■ Exercise requirements ■
Resume the article on isolating a Linux bridge, picking up right after its final sentence.

Proper isolation of a Linux bridge

Vincent Bernat

TL;DR

When configuring a Linux bridge, use the following commands to enforce isolation:

# bridge vlan del dev br0 vid 1 self
# ip link set dev br0 type bridge vlan_filtering 1

A network bridge (also commonly called a “switch”) brings several Ethernet segments together. It is a common element in most infrastructures. Linux provides its own implementation.

A typical use of a Linux bridge is shown below. The hypervisor is running three virtual hosts. Each virtual host is attached to the br0 bridge (represented by the horizontal segment). The hypervisor has two physical network interfaces:

  • eth0 is attached to a public network providing various services for the virtual hosts (DHCP, DNS, NTP, routers to Internet, …). It is also part of the br0 bridge.
  • eth1 is attached to an infrastructure network providing various services to the hypervisor (DNS, NTP, configuration management, routers to Internet, …). It is not part of the br0 bridge.
Typical use of Linux bridging with virtual machines
Typical use of Linux bridging on a hypervisor with virtual hosts

The main expectation of such a setup is that while the virtual hosts should be able to use resources from the public network, they should not be able to access resources from the infrastructure network (including resources hosted on the hypervisor itself, like a SSH server). In other words, we expect total isolation between the green domain and the purple one.

Entries from a point-annotation set
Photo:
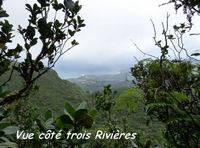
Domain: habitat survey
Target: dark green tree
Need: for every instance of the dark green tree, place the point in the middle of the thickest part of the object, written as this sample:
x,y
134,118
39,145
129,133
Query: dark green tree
x,y
54,34
172,89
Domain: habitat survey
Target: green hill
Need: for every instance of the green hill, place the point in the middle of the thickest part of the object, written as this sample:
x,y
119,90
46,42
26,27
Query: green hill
x,y
52,93
94,83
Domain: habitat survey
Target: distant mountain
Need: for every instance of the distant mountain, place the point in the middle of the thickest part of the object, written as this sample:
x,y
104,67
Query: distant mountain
x,y
96,82
52,93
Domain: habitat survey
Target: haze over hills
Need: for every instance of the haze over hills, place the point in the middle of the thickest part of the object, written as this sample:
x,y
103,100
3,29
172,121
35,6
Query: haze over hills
x,y
52,93
96,82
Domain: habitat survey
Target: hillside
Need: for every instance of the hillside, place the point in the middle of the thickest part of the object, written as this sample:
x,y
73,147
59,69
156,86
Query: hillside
x,y
96,82
52,92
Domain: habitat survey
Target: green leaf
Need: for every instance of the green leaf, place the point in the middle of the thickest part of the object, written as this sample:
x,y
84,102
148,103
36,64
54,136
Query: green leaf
x,y
69,110
80,114
71,33
92,113
3,13
64,121
195,54
83,105
48,115
10,130
179,96
87,121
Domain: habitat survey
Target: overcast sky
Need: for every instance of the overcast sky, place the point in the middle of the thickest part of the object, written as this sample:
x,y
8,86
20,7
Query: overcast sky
x,y
105,43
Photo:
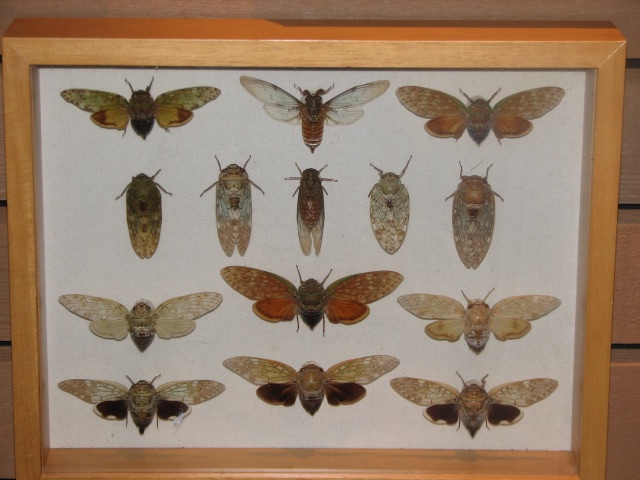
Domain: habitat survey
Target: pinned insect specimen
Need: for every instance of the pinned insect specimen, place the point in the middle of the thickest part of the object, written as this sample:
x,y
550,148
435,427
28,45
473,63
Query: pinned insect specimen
x,y
142,400
473,217
172,318
171,109
144,213
509,118
344,301
508,319
474,406
281,384
310,212
389,210
233,207
312,111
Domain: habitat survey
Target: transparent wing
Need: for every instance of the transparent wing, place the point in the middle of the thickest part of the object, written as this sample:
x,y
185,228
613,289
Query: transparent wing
x,y
94,391
429,103
529,104
94,100
190,391
174,317
437,307
261,371
278,104
523,393
424,392
108,317
362,370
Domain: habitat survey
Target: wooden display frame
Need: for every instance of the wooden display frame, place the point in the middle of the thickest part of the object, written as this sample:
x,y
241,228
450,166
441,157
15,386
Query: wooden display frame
x,y
259,43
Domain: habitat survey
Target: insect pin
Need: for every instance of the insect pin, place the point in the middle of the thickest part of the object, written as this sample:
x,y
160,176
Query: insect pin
x,y
110,110
143,401
312,111
144,213
233,207
310,210
508,319
389,210
474,406
473,218
172,318
281,384
509,118
344,301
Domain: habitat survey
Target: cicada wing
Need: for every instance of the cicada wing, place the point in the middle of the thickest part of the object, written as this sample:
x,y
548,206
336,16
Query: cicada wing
x,y
175,317
278,104
437,307
190,391
261,371
362,370
108,317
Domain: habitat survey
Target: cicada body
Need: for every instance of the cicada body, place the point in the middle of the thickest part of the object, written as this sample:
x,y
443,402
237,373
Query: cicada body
x,y
142,400
312,112
144,213
310,211
281,384
389,210
473,218
172,318
474,406
344,301
509,118
233,207
171,109
508,319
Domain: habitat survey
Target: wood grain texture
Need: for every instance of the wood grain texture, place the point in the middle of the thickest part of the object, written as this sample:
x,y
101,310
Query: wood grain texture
x,y
623,462
626,327
7,460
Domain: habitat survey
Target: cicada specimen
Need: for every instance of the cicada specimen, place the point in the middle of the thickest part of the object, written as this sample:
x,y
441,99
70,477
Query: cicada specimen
x,y
144,213
389,210
171,109
281,384
509,118
233,207
310,211
172,318
474,406
142,400
473,218
344,301
312,111
508,319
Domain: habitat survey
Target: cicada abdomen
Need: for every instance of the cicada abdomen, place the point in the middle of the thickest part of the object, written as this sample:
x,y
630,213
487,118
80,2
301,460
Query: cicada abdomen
x,y
310,212
144,213
389,210
233,207
473,218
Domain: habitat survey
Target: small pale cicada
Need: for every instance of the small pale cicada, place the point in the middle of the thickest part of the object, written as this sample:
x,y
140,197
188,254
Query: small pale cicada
x,y
509,118
474,406
310,211
172,318
142,400
233,207
171,109
344,301
144,213
508,319
312,112
473,217
281,384
389,210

■ Written response ■
That’s not the case. From any virtual host:

# ip route add 192.168.14.3/32 dev eth0
# ping -c 3 192.168.14.3
PING 192.168.14.3 (192.168.14.3) 56(84) bytes of data.
64 bytes from 192.168.14.3: icmp_seq=1 ttl=59 time=0.644 ms
64 bytes from 192.168.14.3: icmp_seq=2 ttl=59 time=0.829 ms
64 bytes from 192.168.14.3: icmp_seq=3 ttl=59 time=0.894 ms

--- 192.168.14.3 ping statistics ---
3 packets transmitted, 3 received, 0% packet loss, time 2033ms
rtt min/avg/max/mdev = 0.644/0.789/0.894/0.105 ms

Why?#

There are two main factors of this behavior:

  1. A bridge can accept IP traffic. This is a useful feature if you want Linux to act as a bridge and provide some IP services to bridge users (a DHCP relay or a default gateway). This is usually done by configuring the IP address on the bridge device: ip addr add 192.0.2.2/25 dev br0.
  2. An interface doesn’t need an IP address to process incoming IP traffic. Additionally, by default, Linux accepts to answer ARP requests independently from the incoming interface.

Bridge processing#

After turning an incoming Ethernet frame into a socket buffer, the network driver transfers the buffer to the netif_receive_skb() function. The following actions are executed:

  1. evaluate the XDP receive hooks,
  2. copy the frame to any registered global or per-device taps (e.g. tcpdump),
  3. evaluate the ingress policy (configured with tc),
  4. hand over the frame to the device-specific receive handler, if any,
  5. hand over the frame to a global or device-specific protocol handler (e.g. IPv4, ARP, IPv6).

For a bridged interface, the kernel has configured a device-specific receive handler, br_handle_frame(). This function won’t allow any additional processing in the context of the incoming interface, except for STP and LLDP frames, or if “brouting” is enabled.1 Therefore, the protocol handlers are never executed in this case.

After a few additional checks, Linux will decide if the frame has to be locally delivered:

  • the entry for the target MAC in the FDB is marked for local delivery; or
  • the target MAC is a broadcast or a multicast address.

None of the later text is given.